*EXTRACTED RECORDS*

--- begin ---

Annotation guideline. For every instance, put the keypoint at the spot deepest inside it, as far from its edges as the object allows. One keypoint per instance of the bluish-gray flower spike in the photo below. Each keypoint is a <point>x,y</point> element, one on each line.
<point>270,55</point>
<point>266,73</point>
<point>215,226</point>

--- end ---
--- begin ---

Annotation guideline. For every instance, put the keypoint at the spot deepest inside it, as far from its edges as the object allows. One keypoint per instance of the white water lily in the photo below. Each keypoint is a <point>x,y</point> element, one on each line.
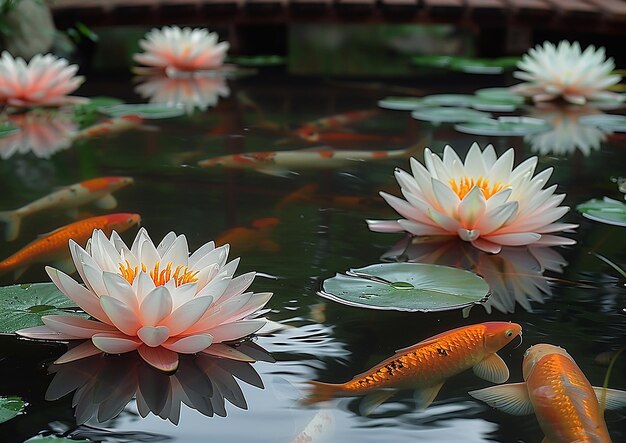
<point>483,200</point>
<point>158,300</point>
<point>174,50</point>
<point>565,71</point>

--- end ---
--- begin ---

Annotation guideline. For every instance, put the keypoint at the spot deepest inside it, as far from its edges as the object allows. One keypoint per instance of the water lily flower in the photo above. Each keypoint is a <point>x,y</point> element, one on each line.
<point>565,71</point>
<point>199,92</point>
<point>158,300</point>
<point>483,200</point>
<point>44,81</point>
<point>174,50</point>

--- end ---

Take the lines from the one containing "of the bluish-gray" through the one containing "<point>215,226</point>" and format them as a numbered list, leaving out any blank lines.

1. Annotation guideline. For every instance, put the keypoint at the spot deepest inside it, as far from its edges as the object allows. One keypoint per instance of the bluish-gray flower spike in the photo below. Each keypoint is a <point>x,y</point> element, one on each line.
2. <point>270,55</point>
3. <point>266,73</point>
4. <point>215,226</point>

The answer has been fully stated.